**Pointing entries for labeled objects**
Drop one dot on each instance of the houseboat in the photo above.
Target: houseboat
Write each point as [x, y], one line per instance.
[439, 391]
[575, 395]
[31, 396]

**Exercise prompt**
Return every line of the records above, unchanged and in the same order.

**Exercise answer**
Drop one dot on each instance of the houseboat in the photo above.
Target: houseboat
Write each point as [x, y], one line per instance.
[439, 391]
[575, 395]
[31, 396]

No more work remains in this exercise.